* START STORED RECORDS *

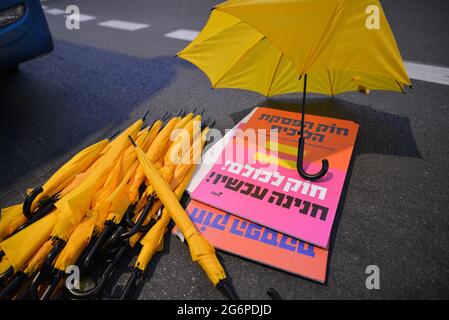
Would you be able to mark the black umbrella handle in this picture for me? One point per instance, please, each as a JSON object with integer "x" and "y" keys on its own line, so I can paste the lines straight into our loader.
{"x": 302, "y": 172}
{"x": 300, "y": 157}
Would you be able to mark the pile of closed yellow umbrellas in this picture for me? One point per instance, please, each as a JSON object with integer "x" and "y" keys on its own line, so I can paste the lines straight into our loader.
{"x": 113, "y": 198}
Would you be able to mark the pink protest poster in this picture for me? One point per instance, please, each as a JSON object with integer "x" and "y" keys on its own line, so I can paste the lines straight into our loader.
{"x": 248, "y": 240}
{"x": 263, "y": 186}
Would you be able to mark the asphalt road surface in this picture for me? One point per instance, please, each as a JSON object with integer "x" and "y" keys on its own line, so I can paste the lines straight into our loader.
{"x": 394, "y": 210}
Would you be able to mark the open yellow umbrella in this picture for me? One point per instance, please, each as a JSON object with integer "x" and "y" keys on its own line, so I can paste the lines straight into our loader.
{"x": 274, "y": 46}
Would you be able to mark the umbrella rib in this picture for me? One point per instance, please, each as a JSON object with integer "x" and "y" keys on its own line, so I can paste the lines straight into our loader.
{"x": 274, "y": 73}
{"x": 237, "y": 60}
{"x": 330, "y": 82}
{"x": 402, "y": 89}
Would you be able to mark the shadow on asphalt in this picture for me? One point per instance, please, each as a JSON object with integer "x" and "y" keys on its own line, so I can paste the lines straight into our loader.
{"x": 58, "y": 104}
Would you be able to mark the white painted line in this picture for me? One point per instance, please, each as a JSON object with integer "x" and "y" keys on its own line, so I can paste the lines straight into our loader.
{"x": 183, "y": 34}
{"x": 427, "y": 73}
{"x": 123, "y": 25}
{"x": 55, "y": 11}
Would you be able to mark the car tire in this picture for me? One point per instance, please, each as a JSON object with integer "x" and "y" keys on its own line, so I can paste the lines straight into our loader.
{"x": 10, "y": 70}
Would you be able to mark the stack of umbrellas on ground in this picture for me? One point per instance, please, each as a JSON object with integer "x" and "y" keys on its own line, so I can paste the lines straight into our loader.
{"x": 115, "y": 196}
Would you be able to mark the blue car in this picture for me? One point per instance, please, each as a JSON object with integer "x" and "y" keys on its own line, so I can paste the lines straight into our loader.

* END STORED RECORDS *

_EXERCISE GOAL_
Copy every entry word for word, but omit the pictures.

_CORRECT RESULT_
Would you be able to mark the black umbrella handle in this picture for me? One point per instance, please, each as a JSON object with integer "x" and "y" keys on its own line, so I can paste the lines straight into our loader.
{"x": 302, "y": 172}
{"x": 300, "y": 157}
Would you be able to mark the pile of closed yellow umbrellas in this picture for me? One point per instance, please, each as a JSON object with integer "x" and "y" keys on its own line, so I can paste the lines straight into our loader.
{"x": 113, "y": 198}
Would you be able to mark the pink protest poster in this picture for me? One point per instance, please, each as a JSON object with integer "x" and "y" keys on its own line, so I can paste the lines straight into our loader.
{"x": 248, "y": 240}
{"x": 263, "y": 186}
Would you be able to mark the asphalt road surface in this picture for me? One point per instance, please, each as a JSON object with integer "x" and "y" keys on its own line, so I can paste the lines straight into our loader.
{"x": 394, "y": 210}
Would you be able to mark the open yellow umbrella in this picture for me? One point per instance, please, each as a JSON object with integer "x" and "y" keys on its own line, so I can paste the lines straight into our loader.
{"x": 274, "y": 46}
Would you be able to mark the umbrella rib in this picture for me? One point per instance, please, each as a JSON object with integer "x" and "y" keys on its own line, so I can paste the lines straight into our loader.
{"x": 274, "y": 73}
{"x": 237, "y": 60}
{"x": 330, "y": 82}
{"x": 402, "y": 89}
Would you be able to mark the shadow on asphalt in this picture for me? One point per instance, please, each as a JSON object with integer "x" and "y" keys on its own line, so I can paste the lines straight into our loader.
{"x": 58, "y": 104}
Would you be able to mark the white painted line in this picture for me? One point per instance, please, each as a JSON object with integer "x" and "y" keys on its own line, so I can paste the lines straight into our loader.
{"x": 183, "y": 34}
{"x": 427, "y": 73}
{"x": 123, "y": 25}
{"x": 55, "y": 11}
Would you be able to mark the car tire in this picture for me? One point per instance, please, each as a JSON object with integer "x" and "y" keys on its own line, so I can paste the lines straight into our loader.
{"x": 10, "y": 70}
Would you be able to mark the stack of umbrellas on ground in this picture for me? One point per instance, please, each as a JSON object with integer "x" and "y" keys on its own line, so I can paste the lines straight into our loader.
{"x": 115, "y": 196}
Would you be able to mark the blue car in this picture for me? One point per instance, please, each as a JSON object with integer "x" and "y" keys on its own line, so I can paste the lines straight into our loader.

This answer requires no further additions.